**Given data**
= Beginning of Section =

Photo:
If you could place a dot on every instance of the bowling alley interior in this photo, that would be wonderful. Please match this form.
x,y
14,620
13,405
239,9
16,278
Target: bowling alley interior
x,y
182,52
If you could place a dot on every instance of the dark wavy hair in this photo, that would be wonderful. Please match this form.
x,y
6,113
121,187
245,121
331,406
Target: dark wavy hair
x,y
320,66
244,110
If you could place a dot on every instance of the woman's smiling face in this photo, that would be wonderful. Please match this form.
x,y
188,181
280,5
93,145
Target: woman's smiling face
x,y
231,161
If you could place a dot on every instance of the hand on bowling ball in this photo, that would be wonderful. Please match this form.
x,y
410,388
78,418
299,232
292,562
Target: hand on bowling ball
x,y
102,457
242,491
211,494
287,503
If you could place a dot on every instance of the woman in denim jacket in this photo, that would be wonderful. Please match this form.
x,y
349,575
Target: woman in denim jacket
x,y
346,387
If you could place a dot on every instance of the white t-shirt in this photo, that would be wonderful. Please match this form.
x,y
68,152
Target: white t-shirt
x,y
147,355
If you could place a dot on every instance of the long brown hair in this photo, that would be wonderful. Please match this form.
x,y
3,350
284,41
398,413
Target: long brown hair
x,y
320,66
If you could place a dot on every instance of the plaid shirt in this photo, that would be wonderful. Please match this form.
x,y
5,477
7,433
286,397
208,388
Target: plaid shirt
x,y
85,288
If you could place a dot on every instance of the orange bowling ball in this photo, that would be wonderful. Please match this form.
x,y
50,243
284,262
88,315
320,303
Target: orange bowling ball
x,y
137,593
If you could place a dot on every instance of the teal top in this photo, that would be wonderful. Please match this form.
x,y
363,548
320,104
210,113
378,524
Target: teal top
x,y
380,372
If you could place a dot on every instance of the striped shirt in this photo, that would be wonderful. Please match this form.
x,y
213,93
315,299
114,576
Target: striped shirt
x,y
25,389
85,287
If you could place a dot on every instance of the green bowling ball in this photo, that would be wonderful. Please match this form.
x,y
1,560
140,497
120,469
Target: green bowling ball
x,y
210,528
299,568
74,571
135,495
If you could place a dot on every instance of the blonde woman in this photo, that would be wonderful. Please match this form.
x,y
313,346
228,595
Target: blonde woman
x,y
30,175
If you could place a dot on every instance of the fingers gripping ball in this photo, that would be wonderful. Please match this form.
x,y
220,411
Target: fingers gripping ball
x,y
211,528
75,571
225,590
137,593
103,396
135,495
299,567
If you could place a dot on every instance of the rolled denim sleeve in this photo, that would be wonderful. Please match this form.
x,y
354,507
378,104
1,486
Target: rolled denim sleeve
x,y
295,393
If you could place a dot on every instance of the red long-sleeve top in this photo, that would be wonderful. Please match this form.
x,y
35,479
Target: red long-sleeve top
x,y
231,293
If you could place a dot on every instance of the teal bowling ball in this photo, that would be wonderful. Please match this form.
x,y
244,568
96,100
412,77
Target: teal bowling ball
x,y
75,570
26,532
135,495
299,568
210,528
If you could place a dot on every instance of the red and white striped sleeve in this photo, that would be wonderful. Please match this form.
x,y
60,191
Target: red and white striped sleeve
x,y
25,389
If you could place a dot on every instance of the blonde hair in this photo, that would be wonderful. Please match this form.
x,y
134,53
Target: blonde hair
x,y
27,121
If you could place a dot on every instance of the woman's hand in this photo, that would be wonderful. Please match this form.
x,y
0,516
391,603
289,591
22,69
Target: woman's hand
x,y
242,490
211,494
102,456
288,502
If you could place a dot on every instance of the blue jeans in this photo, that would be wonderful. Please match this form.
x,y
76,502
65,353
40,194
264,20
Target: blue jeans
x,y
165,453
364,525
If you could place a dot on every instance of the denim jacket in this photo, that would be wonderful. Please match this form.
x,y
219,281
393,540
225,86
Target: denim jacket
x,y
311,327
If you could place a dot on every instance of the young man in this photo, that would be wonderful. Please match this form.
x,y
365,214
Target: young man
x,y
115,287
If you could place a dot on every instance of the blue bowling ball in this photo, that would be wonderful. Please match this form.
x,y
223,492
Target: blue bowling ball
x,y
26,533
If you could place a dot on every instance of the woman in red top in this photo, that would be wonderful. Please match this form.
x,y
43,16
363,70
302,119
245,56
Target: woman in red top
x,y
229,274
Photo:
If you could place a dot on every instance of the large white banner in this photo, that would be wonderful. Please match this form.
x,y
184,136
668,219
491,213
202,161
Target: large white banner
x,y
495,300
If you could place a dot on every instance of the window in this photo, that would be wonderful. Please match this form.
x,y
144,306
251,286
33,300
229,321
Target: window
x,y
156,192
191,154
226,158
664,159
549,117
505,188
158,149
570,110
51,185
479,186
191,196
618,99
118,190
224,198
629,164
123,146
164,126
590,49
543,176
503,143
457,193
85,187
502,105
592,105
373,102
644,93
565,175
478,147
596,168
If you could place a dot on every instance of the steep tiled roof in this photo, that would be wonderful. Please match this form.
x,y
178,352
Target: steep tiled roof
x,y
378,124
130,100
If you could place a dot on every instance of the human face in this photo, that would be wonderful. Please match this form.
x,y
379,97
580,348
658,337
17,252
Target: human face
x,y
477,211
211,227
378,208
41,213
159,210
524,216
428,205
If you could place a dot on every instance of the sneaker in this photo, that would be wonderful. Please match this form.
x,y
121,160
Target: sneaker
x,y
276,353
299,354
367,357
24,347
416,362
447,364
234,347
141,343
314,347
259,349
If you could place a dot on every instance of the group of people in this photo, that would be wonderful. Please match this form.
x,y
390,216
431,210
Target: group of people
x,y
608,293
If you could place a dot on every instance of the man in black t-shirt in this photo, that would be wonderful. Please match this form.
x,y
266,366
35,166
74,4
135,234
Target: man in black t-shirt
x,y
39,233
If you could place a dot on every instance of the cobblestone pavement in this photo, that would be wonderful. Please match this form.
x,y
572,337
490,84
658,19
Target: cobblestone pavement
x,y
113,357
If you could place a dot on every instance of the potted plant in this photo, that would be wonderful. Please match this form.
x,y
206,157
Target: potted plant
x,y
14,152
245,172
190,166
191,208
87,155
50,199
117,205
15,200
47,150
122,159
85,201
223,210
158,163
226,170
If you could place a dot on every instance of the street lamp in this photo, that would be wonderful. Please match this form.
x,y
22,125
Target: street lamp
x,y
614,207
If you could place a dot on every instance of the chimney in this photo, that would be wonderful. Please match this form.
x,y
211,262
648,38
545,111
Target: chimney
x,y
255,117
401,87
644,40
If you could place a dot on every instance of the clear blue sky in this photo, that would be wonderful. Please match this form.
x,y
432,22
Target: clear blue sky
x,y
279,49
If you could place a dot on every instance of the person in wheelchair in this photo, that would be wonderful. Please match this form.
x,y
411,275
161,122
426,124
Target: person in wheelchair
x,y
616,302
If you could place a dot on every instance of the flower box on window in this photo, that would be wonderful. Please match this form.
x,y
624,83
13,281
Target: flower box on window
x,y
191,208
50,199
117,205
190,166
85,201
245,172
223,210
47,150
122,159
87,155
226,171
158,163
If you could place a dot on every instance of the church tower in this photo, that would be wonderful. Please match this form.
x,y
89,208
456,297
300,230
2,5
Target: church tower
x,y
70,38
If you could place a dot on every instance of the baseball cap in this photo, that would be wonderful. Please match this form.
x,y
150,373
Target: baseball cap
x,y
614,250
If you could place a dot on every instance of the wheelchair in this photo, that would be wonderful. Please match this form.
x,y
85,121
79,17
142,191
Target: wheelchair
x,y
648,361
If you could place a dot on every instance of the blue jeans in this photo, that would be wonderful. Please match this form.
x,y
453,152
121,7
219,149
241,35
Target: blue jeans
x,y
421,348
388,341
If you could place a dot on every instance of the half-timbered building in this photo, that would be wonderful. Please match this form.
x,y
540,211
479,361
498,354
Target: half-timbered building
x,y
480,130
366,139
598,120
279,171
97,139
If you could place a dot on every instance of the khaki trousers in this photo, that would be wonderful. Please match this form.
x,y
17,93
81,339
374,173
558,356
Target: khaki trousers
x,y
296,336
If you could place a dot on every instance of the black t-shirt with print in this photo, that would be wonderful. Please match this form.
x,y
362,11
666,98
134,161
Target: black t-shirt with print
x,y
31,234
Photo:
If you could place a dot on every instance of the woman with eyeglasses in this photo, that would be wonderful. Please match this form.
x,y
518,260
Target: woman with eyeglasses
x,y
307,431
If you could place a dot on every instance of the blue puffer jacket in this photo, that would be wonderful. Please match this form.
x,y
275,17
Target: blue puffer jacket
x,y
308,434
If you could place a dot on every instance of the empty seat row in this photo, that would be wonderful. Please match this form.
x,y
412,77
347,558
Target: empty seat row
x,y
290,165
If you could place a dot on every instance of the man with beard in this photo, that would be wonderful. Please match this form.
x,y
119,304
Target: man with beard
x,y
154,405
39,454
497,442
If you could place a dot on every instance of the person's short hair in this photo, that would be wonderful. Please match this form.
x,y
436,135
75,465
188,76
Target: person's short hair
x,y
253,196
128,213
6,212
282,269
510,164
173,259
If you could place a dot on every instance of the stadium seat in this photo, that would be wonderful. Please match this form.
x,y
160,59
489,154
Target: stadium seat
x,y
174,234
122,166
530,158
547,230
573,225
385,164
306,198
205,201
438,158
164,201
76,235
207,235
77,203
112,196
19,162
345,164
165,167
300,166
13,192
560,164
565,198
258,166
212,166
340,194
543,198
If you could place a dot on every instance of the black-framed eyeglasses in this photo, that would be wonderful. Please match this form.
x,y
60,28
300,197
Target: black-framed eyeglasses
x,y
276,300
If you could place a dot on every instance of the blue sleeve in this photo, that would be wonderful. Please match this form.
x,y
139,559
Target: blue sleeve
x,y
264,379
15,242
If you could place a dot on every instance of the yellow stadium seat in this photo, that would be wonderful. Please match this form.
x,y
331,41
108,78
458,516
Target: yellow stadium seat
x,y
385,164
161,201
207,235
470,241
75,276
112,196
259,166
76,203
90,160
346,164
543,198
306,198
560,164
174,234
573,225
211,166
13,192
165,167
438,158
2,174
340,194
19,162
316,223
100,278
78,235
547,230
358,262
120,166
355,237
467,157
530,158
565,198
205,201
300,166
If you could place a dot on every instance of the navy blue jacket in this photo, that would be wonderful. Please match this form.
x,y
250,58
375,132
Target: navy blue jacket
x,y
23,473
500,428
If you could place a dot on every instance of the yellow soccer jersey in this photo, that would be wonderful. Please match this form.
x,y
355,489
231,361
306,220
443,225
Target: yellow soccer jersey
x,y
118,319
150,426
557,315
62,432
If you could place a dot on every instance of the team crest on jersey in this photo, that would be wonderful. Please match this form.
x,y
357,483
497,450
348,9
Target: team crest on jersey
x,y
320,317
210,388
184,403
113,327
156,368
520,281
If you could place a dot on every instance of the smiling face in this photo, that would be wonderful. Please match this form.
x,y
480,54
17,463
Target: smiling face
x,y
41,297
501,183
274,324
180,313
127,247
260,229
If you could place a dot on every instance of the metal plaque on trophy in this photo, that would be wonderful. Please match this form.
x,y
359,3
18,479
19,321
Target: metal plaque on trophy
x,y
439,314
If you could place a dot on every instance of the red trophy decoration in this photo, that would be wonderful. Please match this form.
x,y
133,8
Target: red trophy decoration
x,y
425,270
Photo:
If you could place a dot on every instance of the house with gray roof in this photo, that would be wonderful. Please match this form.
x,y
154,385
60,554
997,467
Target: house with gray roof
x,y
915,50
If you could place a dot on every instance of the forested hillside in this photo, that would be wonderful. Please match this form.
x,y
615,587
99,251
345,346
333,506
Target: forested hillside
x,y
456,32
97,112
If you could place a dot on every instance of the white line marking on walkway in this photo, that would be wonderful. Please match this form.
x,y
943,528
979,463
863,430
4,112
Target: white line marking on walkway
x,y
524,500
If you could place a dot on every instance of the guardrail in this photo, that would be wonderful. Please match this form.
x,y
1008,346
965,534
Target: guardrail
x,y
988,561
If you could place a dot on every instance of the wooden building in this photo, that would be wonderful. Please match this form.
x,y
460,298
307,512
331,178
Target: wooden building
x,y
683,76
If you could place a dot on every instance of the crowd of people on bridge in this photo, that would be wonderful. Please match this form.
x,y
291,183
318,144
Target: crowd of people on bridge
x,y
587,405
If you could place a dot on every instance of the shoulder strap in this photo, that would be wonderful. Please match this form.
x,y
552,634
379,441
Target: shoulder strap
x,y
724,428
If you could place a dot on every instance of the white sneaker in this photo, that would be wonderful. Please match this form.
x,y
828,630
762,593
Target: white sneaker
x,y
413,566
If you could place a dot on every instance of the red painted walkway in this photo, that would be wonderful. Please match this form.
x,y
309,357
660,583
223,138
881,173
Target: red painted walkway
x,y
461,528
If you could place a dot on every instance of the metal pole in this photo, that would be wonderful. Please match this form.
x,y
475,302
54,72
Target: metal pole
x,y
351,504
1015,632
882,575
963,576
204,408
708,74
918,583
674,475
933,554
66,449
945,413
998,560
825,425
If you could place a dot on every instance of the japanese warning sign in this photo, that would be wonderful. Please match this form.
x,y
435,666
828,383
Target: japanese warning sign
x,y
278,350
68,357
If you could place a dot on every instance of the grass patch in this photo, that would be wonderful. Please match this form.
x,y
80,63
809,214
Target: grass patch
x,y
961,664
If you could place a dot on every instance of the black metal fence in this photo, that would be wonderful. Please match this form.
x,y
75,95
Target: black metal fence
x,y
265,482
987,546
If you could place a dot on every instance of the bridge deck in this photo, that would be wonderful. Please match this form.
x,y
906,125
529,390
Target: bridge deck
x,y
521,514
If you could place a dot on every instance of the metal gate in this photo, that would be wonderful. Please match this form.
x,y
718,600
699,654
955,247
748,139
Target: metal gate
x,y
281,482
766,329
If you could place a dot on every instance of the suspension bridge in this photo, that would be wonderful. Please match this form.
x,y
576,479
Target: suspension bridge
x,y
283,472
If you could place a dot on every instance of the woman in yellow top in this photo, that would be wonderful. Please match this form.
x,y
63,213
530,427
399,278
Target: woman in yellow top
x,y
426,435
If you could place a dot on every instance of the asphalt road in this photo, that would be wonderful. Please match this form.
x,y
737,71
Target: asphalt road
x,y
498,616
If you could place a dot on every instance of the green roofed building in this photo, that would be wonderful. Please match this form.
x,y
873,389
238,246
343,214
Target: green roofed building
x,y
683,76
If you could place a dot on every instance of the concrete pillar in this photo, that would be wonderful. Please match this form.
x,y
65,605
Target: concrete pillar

= End of Section =

**Task brief**
Look for the line that contains "yellow top in" in the listing above. Set down that line and each line after it, ending with the last one.

**Exercise output**
If you could place a dot on every instance of the woman in yellow top in this photo, that would be wonderful. Please match this form.
x,y
63,213
530,427
399,278
Target: woman in yellow top
x,y
426,435
If you could place a dot on every instance of the asphalt road in this photo, that would be wonderful. Please match this form.
x,y
737,71
Target: asphalt road
x,y
498,616
If you could place a dot on every instance of the green roofed building in this photo, that would be wonderful. Please match this form.
x,y
873,389
238,246
343,214
Target: green roofed building
x,y
683,76
If you could place a dot on every instance of the concrete pillar in this photo, that would be wonderful. Please match this form.
x,y
65,605
Target: concrete pillar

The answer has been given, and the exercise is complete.